[Collection entries]
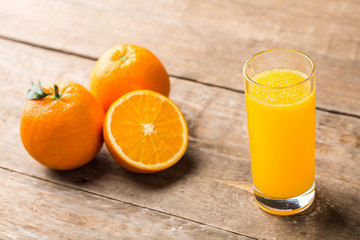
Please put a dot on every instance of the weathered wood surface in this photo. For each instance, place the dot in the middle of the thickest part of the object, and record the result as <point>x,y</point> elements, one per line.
<point>211,185</point>
<point>36,209</point>
<point>204,41</point>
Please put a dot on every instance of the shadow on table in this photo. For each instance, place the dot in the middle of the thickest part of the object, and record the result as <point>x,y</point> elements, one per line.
<point>105,167</point>
<point>331,214</point>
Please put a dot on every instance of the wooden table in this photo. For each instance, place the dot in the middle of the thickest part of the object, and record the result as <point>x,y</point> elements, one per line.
<point>203,45</point>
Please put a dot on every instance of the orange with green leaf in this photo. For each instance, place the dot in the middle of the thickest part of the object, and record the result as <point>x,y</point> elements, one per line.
<point>61,125</point>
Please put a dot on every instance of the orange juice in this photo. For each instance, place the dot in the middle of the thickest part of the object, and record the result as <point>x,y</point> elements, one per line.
<point>281,123</point>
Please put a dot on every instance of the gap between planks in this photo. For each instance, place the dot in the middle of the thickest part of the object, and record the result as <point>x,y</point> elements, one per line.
<point>120,201</point>
<point>171,75</point>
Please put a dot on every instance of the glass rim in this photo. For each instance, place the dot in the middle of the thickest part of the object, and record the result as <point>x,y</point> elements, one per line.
<point>279,49</point>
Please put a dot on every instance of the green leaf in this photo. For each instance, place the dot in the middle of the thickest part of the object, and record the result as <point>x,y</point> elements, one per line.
<point>36,92</point>
<point>57,95</point>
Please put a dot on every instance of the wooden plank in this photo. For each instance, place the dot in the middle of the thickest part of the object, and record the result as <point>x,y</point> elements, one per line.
<point>36,209</point>
<point>212,183</point>
<point>208,42</point>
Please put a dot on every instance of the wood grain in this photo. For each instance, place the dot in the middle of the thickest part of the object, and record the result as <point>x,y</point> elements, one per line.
<point>212,183</point>
<point>36,209</point>
<point>206,41</point>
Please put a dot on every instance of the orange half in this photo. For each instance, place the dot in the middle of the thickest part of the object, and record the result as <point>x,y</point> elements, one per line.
<point>145,132</point>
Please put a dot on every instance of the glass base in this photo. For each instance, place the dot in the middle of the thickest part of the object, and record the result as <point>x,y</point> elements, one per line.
<point>287,206</point>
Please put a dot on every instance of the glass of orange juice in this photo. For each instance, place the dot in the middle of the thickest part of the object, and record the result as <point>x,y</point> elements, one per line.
<point>280,105</point>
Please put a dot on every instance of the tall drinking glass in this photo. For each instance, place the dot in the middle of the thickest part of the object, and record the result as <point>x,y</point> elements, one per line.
<point>280,104</point>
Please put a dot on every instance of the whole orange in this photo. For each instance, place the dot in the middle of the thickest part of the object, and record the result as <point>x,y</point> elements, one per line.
<point>125,68</point>
<point>62,129</point>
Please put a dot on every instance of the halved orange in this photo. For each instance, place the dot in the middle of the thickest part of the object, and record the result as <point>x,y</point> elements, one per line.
<point>145,132</point>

### WORK ORDER
Could the entries above be returned verbatim, with no pictures included?

### EXPECTED ANSWER
Please put a dot on every instance of the weathered wood surface in this photo. For each instance, place the dot in the middle of the thickest part of the object, and record the result as <point>x,y</point> elements, one per line.
<point>211,185</point>
<point>36,209</point>
<point>204,41</point>
Please put a dot on every instance of the shadow on table in this photo. For each instance, place the dot in the middle of the thickest part of the object, and record the result as <point>x,y</point> elements, one per line.
<point>105,167</point>
<point>331,214</point>
Please put a dot on every instance of the wooden table in this photo. For each instance, place the dot in the middle of the thickest part of the object, and record the result as <point>x,y</point> elements, one per line.
<point>203,45</point>
Please put a dot on every instance of the orange with green leaf in this photo. For each instance, place the dot in the middle of the thickest part of the object, and record the result as <point>x,y</point> elements, one per line.
<point>61,125</point>
Please put a dot on every instance of the orange juice in this photo. For each instance, place the dot in the middle of the thickest part of the object, and record the result as <point>x,y</point> elements, one per line.
<point>281,123</point>
Please put a dot on every instance of the gap between planks in this photo. For each instance, place the dot in the middle of the thickest part of the object, and record the result as <point>x,y</point> elements, one per line.
<point>120,201</point>
<point>171,75</point>
Please put a dot on every instance of the glass rim in this photo. For each instance, place the dot in the middle of the thickest part of the object, and record the result as <point>x,y</point> elements, one per line.
<point>279,49</point>
Please put a dot on every instance of the green leaf in this photo. For each instance, place the dot in the middle of the thickest part of the object, and record the result as <point>x,y</point> elements, one per line.
<point>36,92</point>
<point>57,95</point>
Please put a dot on every instance of the wooden plank in this photo. For each instance, place the dot in the middle of the thickest part of the object, and record the result as <point>x,y</point> elements, one per line.
<point>36,209</point>
<point>212,183</point>
<point>208,42</point>
Please put a dot on every instance of the wood grain in this photo. For each instance, place the dot in the middle of the thickest part of the object, and record the result as <point>x,y</point> elements, one per line.
<point>212,183</point>
<point>36,209</point>
<point>206,41</point>
Please put a dot on every instance of the orange half in this photo. For each instance, place the dot in the middle of the thickest part of the object, and record the result as <point>x,y</point> elements, one per line.
<point>145,132</point>
Please put a dot on every instance of the glass base in this photo. For each instance, place the dot in the middle of the thickest part of the object, and record the result as <point>x,y</point> elements, one per line.
<point>287,206</point>
Please put a dot on every instance of the glass of orange juice in this photo. For each instance, place the dot in the middle of the thickest part of the object, and record the result as <point>x,y</point> elements, one per line.
<point>280,105</point>
Please put a dot on every instance of the tall drinking glass in this photo. For each instance, place the dot in the middle of the thickest part of the object, and record the result as <point>x,y</point> elements, one per line.
<point>280,104</point>
Please put a dot on every instance of the whole orange in this photo. For each instance, place the dot in the middle of the thickest part of the object, and record the result as <point>x,y</point> elements, one per line.
<point>125,68</point>
<point>62,129</point>
Please put a dot on every instance of the halved orange in this photo. For each instance, place the dot in the middle of the thickest part of the object, and record the result as <point>x,y</point> elements, one per line.
<point>145,132</point>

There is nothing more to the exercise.